__Document passage__:
5★
“…from the moment we arrive on the planet the universe is against us, conspiring to drown us, set us on fire, bury us in the earth, our spirits floating off into the atmosphere.”
I’m convinced John Boyne can write anything from anyone’s point of view. Here he has thirty-six-year-old Dr Freya Petrus, an acclaimed burns specialist, narrate her tale of revenge, and what a vengeful woman she is… with good reason. The book opens with:
“When I was twelve years old, I was buried alive within the grounds of a construction site.”
This is the FIRE part of Boyne’s ELEMENTS QUARTET which begins with WATER and EARTH. So far, (in my words), not only are the elements conspiring against us, we have used them to drown our sorrows, bury our past, and burn our bridges to bad memories. AIR is still to come.
The books are loosely connected, so reading them out of order would give some spoilers to the previous books, although each story is self-contained.
Freya narrates her story in the first person, as if she’s addressing us, the reader. Her tone seems to shift between showing off her cleverness and explaining why she has been driven to do what she does – regularly – to make up for the damage done during the summer she was twelve.
She lived with her grandmother, Hannah, because her mother, Beth, couldn’t cope so moved away to share her life and bed with a series of short-term boyfriends.

__Task instructions__:
**A.** From the book review, please extract the passage between "The books are" and "of short-term boyfriends.", inclusive.
**B.** According to the book review, who did Freya live with as a child?

__Data shown__:

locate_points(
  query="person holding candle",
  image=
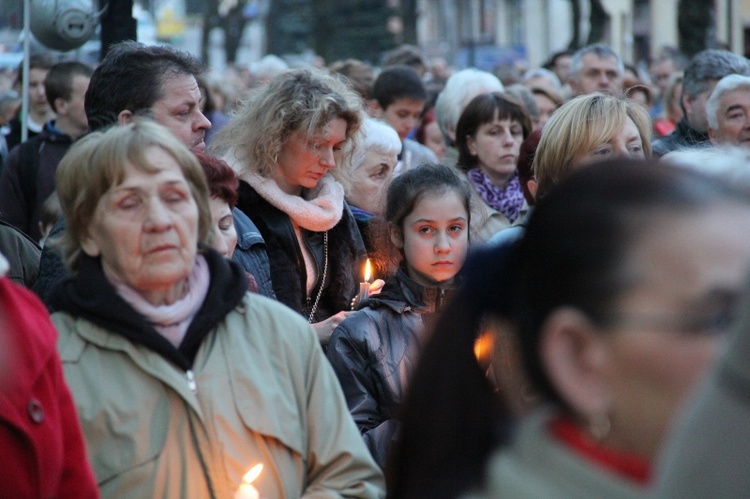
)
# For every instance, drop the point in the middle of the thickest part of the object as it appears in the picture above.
(374, 351)
(182, 379)
(288, 144)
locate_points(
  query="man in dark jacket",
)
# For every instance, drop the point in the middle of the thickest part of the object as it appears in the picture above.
(701, 76)
(29, 178)
(157, 82)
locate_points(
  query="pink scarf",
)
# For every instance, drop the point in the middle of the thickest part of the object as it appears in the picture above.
(171, 321)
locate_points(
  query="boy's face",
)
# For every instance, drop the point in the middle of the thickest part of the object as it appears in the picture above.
(403, 115)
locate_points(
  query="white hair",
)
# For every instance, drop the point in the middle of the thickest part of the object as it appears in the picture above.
(725, 85)
(459, 90)
(375, 136)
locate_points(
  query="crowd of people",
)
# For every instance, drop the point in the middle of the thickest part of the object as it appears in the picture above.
(362, 281)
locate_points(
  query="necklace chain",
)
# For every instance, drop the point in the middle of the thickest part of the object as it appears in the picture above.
(323, 280)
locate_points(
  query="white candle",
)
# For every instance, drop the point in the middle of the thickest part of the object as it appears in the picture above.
(246, 490)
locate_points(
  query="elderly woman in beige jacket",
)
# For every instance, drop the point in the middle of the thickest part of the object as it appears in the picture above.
(182, 380)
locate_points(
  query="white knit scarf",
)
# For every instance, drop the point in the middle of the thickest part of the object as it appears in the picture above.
(318, 209)
(171, 321)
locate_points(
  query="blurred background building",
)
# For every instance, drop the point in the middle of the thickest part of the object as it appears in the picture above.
(483, 33)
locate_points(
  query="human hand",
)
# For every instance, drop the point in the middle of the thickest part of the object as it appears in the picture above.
(324, 329)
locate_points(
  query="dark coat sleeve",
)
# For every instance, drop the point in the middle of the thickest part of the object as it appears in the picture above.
(52, 269)
(352, 356)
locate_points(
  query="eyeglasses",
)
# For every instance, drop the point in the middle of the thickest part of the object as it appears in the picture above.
(717, 321)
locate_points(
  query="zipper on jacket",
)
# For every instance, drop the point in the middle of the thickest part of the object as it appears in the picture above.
(191, 381)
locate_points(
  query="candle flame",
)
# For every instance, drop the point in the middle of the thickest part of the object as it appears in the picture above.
(368, 271)
(252, 474)
(483, 348)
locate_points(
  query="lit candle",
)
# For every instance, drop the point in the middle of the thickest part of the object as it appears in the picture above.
(364, 287)
(246, 490)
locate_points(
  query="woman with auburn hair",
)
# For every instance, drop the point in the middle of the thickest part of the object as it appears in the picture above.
(488, 137)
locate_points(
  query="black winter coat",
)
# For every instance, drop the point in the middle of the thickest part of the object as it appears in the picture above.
(346, 256)
(374, 353)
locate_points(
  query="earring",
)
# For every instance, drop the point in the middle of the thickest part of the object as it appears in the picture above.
(599, 427)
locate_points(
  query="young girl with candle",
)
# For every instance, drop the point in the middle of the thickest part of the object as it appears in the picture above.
(374, 351)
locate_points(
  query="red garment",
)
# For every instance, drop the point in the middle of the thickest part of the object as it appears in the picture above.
(632, 467)
(43, 451)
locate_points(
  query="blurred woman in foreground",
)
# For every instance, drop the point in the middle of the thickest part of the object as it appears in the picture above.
(617, 303)
(182, 380)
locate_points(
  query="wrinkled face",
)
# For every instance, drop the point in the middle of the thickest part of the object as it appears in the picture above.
(370, 181)
(598, 75)
(225, 235)
(37, 95)
(434, 139)
(304, 160)
(435, 238)
(496, 146)
(673, 320)
(179, 110)
(626, 142)
(733, 118)
(146, 228)
(546, 108)
(403, 115)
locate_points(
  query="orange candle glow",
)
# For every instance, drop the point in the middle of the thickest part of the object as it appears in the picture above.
(246, 490)
(368, 271)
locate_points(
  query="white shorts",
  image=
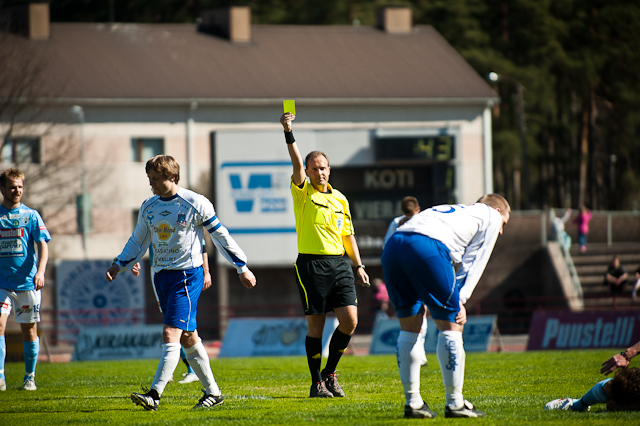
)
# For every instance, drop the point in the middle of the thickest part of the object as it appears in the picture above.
(26, 304)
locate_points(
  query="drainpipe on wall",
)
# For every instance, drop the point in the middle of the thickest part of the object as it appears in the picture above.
(190, 143)
(487, 149)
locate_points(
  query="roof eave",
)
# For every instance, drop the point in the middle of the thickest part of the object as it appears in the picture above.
(238, 102)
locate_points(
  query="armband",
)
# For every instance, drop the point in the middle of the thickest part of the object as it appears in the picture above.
(288, 137)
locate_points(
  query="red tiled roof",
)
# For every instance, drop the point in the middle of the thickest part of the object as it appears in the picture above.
(174, 61)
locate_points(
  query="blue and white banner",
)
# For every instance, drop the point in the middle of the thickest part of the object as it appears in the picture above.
(110, 343)
(476, 335)
(84, 297)
(270, 337)
(253, 195)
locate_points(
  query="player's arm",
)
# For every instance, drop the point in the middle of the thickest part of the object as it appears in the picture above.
(351, 247)
(299, 175)
(43, 257)
(476, 256)
(226, 245)
(620, 360)
(134, 250)
(205, 269)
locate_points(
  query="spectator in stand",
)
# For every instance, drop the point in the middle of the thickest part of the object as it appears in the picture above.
(582, 222)
(616, 277)
(558, 229)
(636, 285)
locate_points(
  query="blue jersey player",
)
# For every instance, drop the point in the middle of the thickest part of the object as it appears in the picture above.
(173, 222)
(21, 271)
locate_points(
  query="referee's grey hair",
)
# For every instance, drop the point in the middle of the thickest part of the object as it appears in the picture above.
(313, 154)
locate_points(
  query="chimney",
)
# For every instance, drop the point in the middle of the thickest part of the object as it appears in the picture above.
(30, 20)
(394, 20)
(232, 22)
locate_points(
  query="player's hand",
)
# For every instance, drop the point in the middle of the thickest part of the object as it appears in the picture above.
(112, 272)
(286, 120)
(38, 280)
(461, 317)
(248, 279)
(207, 281)
(610, 365)
(135, 270)
(363, 278)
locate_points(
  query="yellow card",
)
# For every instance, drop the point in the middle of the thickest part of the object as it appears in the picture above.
(289, 106)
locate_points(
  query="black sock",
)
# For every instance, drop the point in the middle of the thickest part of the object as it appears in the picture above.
(314, 357)
(339, 343)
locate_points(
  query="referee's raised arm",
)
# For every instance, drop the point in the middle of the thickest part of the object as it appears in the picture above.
(299, 174)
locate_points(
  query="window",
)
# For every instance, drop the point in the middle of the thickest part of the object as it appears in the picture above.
(21, 150)
(142, 149)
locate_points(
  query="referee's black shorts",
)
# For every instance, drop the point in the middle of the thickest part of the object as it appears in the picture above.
(325, 282)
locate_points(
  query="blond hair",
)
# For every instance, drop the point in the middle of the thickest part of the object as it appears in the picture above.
(9, 174)
(496, 201)
(166, 165)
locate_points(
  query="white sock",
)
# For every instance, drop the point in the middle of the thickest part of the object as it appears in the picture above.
(451, 357)
(199, 361)
(410, 355)
(166, 366)
(423, 336)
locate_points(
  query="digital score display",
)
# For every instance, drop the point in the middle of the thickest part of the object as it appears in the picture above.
(427, 148)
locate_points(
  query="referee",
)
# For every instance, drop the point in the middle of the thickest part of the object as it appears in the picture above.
(325, 278)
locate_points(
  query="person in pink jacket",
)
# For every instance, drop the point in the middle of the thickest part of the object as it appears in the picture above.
(582, 222)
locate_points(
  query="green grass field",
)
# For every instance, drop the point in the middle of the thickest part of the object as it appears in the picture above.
(510, 387)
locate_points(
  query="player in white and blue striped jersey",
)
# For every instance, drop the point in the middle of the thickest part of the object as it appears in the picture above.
(173, 221)
(418, 270)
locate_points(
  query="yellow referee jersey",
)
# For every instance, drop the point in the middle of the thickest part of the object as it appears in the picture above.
(321, 219)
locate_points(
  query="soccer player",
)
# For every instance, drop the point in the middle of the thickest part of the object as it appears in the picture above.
(410, 208)
(173, 221)
(325, 279)
(620, 393)
(21, 271)
(620, 360)
(417, 264)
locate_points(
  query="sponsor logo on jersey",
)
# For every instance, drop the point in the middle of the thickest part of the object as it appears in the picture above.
(164, 230)
(12, 233)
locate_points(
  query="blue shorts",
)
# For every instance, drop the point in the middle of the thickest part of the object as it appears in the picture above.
(178, 293)
(417, 270)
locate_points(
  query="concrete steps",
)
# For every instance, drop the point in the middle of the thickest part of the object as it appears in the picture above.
(592, 267)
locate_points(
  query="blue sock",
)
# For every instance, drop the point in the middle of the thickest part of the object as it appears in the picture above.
(31, 350)
(3, 354)
(183, 357)
(595, 395)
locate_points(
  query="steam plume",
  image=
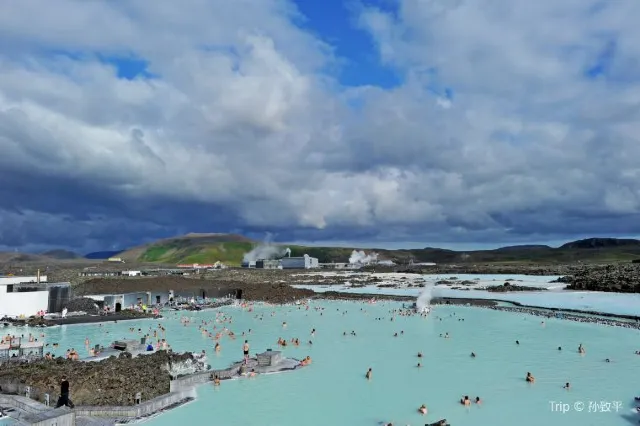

__Answers to the exercises__:
**A.**
The books are loosely connected, so reading them out of order would give some spoilers to the previous books, although each story is self-contained.
Freya narrates her story in the first person, as if she’s addressing us, the reader. Her tone seems to shift between showing off her cleverness and explaining why she has been driven to do what she does – regularly – to make up for the damage done during the summer she was twelve.
She lived with her grandmother, Hannah, because her mother, Beth, couldn’t cope so moved away to share her life and bed with a series of short-term boyfriends.

**B.** Her grandmother, Hannah.